» Extract to read:
Medaris, Jr., L. Gordon; Brueckner, Hannes K.; Cai, Yue; Griffin, William L.; Janák, Marian

Eclogite lenses and boudins are volumetrically minor, but petrologically important, features of peridotite massifs worldwide. In the Western Gneiss Region of the Scandinavian Caledonides, eclogites in the Almklovdalen and Raubergvik peridotites originated as basaltic to picrobasaltic dikes, comprising both olivine–normative and nepheline–normative types, with a wide variation in Mg–number from 34 to 65. Positive anomalies for Pb and Sr and negative anomalies for Zr and Hf reflect a subduction signature in the basic melts, and rare–earth element modelling requires 20% to 70% fractional crystallization, combined with 20% to 70% assimilation of peridotite. Clinopyroxenes in eclogites have a wide variation in εNd(0) from +68 to −26, which is comparable to that for associated garnet peridotites and pyroxenites, +55 to −38, and a range in 87Sr/86Sr from 0.7021 to 0.7099, which is much larger than that in peridotites and pyroxenites, 0.7014 to 0.7033.

» What to work on:
a) Answer these questions from the text on eclogites:
(i) In what region are the Almklovdalen and Raubergvik peridotites?
(ii) What is the range of Mg-number in the eclogites?
(iii) What is the range in 87Sr/86Sr for clinopyroxenes in the eclogites?
b) According to the text on eclogites, what do the positive Pb and Sr anomalies and the negative Zr and Hf anomalies show about the basic melts? Answer in one to three sentences.
c) Carry on the text about eclogites in the Almklovdalen and Raubergvik peridotites, starting after its last sentence.
The records that come next are separate material, unrelated to the text on eclogites.

Natural language descriptions of regions:
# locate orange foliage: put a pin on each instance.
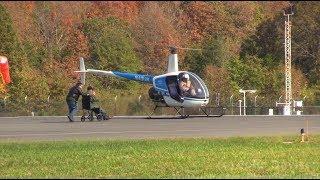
(125, 10)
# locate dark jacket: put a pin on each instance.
(74, 93)
(94, 102)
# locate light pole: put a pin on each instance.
(231, 104)
(244, 98)
(240, 107)
(255, 104)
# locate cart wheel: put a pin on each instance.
(99, 117)
(90, 117)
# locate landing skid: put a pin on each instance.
(183, 115)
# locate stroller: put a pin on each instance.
(88, 111)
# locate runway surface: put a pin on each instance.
(59, 128)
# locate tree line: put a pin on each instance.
(242, 46)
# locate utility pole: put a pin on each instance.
(287, 46)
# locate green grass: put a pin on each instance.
(238, 157)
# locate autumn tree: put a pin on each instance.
(153, 34)
(111, 48)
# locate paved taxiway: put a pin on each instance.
(58, 128)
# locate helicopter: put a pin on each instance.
(165, 90)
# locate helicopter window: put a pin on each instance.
(173, 88)
(191, 86)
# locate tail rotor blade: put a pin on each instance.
(82, 71)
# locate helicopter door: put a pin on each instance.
(174, 90)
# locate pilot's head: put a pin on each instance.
(185, 77)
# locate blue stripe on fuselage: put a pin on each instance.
(135, 77)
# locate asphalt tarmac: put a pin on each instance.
(125, 127)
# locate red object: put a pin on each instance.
(4, 69)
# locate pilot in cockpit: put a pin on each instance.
(185, 86)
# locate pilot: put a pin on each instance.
(186, 86)
(72, 100)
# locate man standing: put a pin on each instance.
(72, 100)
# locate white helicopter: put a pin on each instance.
(165, 90)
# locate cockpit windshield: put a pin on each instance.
(190, 85)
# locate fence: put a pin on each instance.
(129, 105)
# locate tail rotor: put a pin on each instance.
(82, 71)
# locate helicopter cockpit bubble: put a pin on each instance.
(192, 86)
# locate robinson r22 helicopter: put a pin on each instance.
(165, 91)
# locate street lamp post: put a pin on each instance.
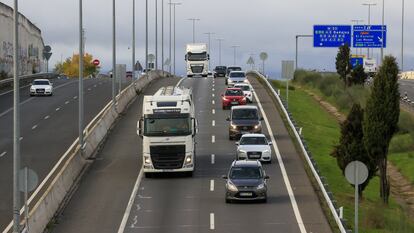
(234, 50)
(174, 4)
(16, 122)
(194, 20)
(209, 46)
(297, 48)
(369, 5)
(220, 40)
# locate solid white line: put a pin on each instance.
(130, 203)
(211, 185)
(283, 170)
(212, 221)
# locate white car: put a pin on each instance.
(247, 90)
(237, 77)
(254, 147)
(41, 87)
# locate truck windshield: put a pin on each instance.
(197, 56)
(167, 126)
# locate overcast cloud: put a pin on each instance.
(255, 25)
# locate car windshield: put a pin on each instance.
(234, 92)
(237, 75)
(244, 87)
(253, 141)
(245, 114)
(40, 82)
(197, 56)
(245, 173)
(167, 126)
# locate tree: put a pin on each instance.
(70, 67)
(343, 63)
(351, 145)
(381, 118)
(358, 75)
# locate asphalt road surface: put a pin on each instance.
(192, 204)
(49, 125)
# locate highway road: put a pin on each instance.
(49, 126)
(110, 198)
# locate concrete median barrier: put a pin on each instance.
(51, 194)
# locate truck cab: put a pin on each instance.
(197, 58)
(168, 128)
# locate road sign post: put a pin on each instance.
(331, 35)
(356, 173)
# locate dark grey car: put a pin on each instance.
(246, 180)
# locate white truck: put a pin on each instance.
(197, 59)
(168, 128)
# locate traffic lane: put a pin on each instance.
(172, 202)
(407, 86)
(306, 198)
(41, 147)
(274, 216)
(100, 200)
(198, 204)
(6, 98)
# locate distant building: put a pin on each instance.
(30, 44)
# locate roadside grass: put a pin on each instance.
(321, 132)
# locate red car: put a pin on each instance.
(233, 96)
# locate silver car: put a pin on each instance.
(254, 147)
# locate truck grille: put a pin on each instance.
(167, 157)
(197, 69)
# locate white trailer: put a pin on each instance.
(168, 128)
(197, 58)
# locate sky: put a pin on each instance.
(255, 25)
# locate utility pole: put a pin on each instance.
(16, 121)
(162, 36)
(369, 5)
(402, 36)
(174, 4)
(220, 40)
(234, 50)
(113, 53)
(81, 55)
(194, 20)
(297, 48)
(133, 39)
(156, 34)
(209, 47)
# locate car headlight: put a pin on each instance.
(232, 187)
(260, 186)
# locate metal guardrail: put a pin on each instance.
(323, 185)
(27, 78)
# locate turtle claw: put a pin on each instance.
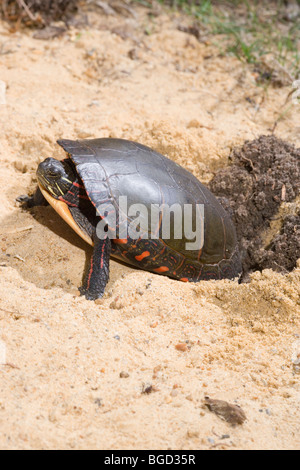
(25, 200)
(90, 295)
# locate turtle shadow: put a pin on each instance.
(48, 218)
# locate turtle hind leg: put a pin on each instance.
(98, 274)
(37, 199)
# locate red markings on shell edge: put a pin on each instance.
(162, 269)
(142, 256)
(121, 241)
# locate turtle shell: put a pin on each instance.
(114, 168)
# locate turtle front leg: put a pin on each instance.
(37, 199)
(98, 274)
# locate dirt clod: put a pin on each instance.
(233, 414)
(264, 174)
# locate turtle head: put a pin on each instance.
(56, 177)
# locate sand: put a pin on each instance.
(73, 372)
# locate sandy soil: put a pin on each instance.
(60, 379)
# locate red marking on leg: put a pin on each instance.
(78, 185)
(121, 241)
(162, 269)
(67, 202)
(142, 256)
(102, 255)
(91, 271)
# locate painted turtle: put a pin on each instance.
(86, 189)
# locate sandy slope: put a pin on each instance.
(61, 386)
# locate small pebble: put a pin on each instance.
(124, 375)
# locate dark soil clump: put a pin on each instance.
(37, 13)
(264, 173)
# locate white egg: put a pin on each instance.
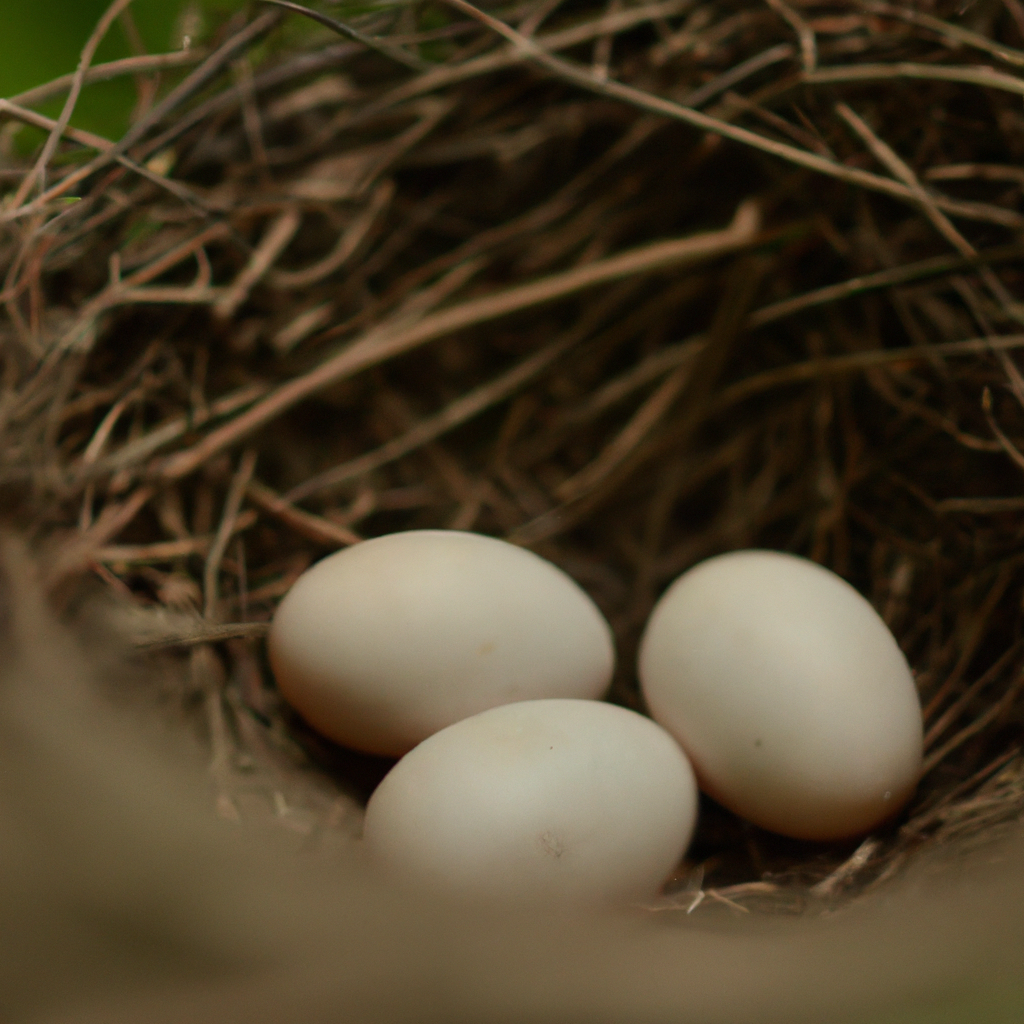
(552, 801)
(381, 644)
(787, 691)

» Answers to the tasks:
a)
(i) The Western Gneiss Region of the Scandinavian Caledonides.
(ii) From 34 to 65.
(iii) From 0.7021 to 0.7099.

b) They show that the basic melts that formed the eclogites carry a subduction signature.

c)
Plagioclase and amphibole inclusions in eclogite garnet provide evidence for prograde metamorphism, which attained a maximum temperature of ~775 °C and pressure of ~25 kb. Such conditions are allofacial with those of associated garnet peridotites and pyroxenites, which equilibrated at ~825 °C and ~37 kb. Eclogites yield mixed Sm-Nd isochron ages, as do the peridotites and pyroxenites, but ages in eclogites are <1000 Ma, and those in peridotites and pyroxenites are >1000 Ma. Three eclogites yield Ordovician U-Pb ages for rutile at 440 ± 12, 445 ± 51, and 480 ± 29 Ma, which are coeval with the Taconic Orogeny and are consistent with a Laurentian provenance for the host peridotites.

Eclogites in both Norwegian and Czech peridotites originated from melts passing through a mantle wedge above a subduction zone, and both suites exhibit subduction geochemical signatures, although they differ dramatically in petrogenesis. Eclogites in Norwegian peridotites initially crystallized as relatively low–pressure, plagioclase–bearing basaltic or gabbroic dikes and subsequently recrystallized to high–pressure eclogite, whereas most eclogites in Variscan Moldanubian peridotites crystallized directly from magmas at high pressure to produce eclogite facies assemblages.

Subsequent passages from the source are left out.